**Exercise objective**
Reproduce the items word for word, starting at the line that contains "the heron in" and ending at the final line of the items, with both of those lines included.

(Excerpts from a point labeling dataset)
-----
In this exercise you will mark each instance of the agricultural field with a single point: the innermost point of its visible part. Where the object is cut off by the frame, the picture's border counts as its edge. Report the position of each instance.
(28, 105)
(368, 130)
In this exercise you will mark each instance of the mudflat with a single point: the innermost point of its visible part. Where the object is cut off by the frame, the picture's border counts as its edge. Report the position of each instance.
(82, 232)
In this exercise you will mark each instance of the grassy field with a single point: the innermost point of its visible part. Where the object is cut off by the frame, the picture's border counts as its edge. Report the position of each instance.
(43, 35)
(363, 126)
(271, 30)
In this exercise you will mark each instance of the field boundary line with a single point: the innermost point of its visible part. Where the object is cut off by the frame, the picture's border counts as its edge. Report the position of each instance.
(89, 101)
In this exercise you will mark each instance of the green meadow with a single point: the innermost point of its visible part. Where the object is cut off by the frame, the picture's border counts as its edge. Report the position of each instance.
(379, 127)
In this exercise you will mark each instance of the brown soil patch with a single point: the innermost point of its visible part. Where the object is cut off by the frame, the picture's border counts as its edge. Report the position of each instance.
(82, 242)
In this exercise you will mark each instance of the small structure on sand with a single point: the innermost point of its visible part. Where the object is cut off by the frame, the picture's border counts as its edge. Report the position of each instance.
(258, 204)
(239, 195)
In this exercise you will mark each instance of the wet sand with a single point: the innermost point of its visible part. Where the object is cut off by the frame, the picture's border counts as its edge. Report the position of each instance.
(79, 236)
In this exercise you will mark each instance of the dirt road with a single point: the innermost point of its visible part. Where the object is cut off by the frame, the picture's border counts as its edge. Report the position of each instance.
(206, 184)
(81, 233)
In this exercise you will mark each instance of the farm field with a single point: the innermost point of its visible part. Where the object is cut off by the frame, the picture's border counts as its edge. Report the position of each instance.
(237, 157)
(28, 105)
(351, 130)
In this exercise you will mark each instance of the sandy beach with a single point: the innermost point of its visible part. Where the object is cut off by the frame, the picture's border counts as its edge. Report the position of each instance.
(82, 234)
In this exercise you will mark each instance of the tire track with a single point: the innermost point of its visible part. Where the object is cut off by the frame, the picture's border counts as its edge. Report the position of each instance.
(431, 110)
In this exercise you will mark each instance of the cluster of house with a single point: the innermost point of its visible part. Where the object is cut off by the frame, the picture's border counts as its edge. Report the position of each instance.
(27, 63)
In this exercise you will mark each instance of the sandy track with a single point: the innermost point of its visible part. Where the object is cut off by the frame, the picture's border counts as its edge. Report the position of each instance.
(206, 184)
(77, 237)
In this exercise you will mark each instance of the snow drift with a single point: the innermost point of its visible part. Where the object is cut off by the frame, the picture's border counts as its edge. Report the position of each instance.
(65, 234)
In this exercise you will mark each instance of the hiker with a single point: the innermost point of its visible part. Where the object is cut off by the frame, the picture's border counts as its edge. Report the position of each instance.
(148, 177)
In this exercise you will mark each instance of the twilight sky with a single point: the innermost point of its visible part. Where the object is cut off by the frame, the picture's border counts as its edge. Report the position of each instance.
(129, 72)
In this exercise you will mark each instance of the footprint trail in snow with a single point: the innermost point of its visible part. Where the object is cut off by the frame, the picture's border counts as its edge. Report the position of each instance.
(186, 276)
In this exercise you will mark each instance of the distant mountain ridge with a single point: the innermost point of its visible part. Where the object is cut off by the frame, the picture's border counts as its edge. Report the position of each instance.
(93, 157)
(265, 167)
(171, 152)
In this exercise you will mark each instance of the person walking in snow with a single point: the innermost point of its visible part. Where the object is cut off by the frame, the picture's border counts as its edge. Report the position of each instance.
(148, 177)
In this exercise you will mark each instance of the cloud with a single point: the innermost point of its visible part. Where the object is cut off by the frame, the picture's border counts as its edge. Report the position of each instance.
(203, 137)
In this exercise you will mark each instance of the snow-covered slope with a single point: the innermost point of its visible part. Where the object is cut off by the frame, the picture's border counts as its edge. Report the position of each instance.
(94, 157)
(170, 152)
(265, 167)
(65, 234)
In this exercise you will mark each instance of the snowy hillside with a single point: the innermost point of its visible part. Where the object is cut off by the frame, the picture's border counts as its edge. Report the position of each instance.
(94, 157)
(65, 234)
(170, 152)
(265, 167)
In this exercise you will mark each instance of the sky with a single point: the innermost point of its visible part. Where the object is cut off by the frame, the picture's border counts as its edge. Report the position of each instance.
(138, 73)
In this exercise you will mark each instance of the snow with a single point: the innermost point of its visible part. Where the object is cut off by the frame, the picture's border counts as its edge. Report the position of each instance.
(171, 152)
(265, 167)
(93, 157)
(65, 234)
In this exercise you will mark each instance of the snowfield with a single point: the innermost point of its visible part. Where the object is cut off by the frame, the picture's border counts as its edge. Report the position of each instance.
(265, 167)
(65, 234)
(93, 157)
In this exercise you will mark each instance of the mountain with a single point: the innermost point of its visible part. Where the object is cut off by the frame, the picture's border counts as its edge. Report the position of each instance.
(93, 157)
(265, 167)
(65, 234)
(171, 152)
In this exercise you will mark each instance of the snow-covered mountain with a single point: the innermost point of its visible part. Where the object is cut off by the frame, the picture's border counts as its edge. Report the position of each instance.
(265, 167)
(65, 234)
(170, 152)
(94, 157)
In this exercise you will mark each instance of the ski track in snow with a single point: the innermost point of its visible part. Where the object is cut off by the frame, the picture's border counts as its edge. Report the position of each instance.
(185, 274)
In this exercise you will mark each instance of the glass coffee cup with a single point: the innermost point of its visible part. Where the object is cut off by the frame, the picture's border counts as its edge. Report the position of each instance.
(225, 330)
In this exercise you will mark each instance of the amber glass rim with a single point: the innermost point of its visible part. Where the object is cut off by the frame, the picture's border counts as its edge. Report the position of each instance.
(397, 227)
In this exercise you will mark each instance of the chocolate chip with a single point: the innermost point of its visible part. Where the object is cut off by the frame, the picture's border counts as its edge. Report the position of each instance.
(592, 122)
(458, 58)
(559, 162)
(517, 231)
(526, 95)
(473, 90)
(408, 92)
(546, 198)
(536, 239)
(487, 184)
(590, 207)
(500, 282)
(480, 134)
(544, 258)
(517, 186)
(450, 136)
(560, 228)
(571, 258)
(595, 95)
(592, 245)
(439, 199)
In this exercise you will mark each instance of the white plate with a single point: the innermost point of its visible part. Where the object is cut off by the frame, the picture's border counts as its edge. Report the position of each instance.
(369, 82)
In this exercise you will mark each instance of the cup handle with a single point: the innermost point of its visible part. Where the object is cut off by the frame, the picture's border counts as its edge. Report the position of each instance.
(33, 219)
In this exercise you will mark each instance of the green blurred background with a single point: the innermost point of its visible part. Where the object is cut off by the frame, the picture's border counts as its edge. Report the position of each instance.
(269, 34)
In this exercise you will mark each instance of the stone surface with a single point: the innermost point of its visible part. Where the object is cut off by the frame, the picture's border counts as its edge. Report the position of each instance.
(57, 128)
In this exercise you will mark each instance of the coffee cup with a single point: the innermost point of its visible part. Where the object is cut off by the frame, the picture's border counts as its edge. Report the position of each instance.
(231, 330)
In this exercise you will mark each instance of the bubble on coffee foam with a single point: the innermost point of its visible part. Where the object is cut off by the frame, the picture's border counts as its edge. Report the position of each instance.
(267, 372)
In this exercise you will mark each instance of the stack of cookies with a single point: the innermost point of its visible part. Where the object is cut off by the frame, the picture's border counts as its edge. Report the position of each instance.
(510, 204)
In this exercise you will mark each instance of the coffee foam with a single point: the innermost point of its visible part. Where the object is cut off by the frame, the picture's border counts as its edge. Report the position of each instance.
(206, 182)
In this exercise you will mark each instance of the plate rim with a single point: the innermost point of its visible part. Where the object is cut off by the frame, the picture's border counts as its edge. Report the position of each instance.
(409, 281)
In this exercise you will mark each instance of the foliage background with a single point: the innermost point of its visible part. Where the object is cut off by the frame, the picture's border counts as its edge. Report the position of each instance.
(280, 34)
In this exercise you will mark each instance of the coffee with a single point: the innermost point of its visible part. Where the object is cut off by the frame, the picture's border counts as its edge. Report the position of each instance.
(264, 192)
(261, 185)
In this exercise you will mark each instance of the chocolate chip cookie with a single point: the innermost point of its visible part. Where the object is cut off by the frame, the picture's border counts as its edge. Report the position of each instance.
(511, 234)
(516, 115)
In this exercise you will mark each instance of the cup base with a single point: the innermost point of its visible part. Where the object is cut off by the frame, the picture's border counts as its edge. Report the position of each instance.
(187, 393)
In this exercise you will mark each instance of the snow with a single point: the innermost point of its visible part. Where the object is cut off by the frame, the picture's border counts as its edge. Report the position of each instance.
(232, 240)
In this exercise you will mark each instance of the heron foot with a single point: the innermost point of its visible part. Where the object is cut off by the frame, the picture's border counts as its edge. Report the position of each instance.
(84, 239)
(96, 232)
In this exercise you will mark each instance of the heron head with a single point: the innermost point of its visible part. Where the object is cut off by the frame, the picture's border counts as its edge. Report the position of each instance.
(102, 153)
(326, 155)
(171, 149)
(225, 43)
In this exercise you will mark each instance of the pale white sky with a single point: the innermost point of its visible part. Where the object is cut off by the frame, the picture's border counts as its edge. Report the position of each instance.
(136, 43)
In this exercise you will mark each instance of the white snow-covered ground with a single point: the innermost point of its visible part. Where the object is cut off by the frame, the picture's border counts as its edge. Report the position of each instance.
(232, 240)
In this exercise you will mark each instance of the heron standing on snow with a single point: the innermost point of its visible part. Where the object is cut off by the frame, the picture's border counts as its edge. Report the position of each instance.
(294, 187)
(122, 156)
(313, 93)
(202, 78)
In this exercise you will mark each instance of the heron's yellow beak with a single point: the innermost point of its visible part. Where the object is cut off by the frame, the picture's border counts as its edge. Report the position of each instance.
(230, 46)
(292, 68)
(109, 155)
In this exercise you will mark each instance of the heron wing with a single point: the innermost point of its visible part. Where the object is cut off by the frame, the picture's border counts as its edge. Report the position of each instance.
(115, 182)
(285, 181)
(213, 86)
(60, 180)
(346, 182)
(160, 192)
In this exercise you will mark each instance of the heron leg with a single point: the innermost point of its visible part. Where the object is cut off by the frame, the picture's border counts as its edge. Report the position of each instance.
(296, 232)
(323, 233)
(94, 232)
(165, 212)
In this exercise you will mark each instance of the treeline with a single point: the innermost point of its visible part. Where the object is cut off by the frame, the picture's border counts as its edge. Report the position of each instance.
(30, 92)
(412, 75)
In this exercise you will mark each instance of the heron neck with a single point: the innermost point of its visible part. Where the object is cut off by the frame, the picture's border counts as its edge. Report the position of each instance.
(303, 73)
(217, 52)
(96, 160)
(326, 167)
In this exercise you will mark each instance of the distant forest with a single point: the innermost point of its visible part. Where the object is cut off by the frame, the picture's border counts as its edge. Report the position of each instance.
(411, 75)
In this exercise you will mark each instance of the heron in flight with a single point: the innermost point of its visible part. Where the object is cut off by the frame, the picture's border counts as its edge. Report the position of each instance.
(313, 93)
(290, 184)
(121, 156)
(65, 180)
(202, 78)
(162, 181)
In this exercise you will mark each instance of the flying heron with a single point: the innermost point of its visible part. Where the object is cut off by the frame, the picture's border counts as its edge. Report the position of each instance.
-----
**The solution**
In this exercise you will mark each instance of the heron in flight with a single point: the innermost point of its visible part. Where the object is cut off by the frame, the picture's border counts as its edge. Report the position of each instance.
(313, 93)
(290, 184)
(121, 156)
(65, 180)
(202, 78)
(162, 181)
In this exercise you will mark each instance of the flying heron with a single point: the innermost point of its visible part. Where the object is cut off by the frame, the picture's border counts as its edge. Report the position of each instance.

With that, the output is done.